Short problem :: Could you reproduce the lines below word for word, changing nothing?

Information provided ::
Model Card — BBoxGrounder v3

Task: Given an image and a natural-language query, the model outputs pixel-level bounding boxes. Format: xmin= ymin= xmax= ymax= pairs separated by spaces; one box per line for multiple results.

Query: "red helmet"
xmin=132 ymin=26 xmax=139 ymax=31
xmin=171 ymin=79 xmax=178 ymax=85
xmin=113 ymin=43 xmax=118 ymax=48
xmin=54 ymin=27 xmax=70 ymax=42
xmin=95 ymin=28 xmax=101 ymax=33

Task solution ::
Model Card — BBoxGrounder v3

Task: Given an image and a natural-language query, the model outputs pixel-level bounding boxes. Format: xmin= ymin= xmax= ymax= pairs separated by spaces; one box per line for multiple results.

Query: "red helmet"
xmin=132 ymin=26 xmax=139 ymax=31
xmin=171 ymin=79 xmax=178 ymax=85
xmin=113 ymin=43 xmax=118 ymax=48
xmin=54 ymin=27 xmax=70 ymax=42
xmin=95 ymin=28 xmax=101 ymax=33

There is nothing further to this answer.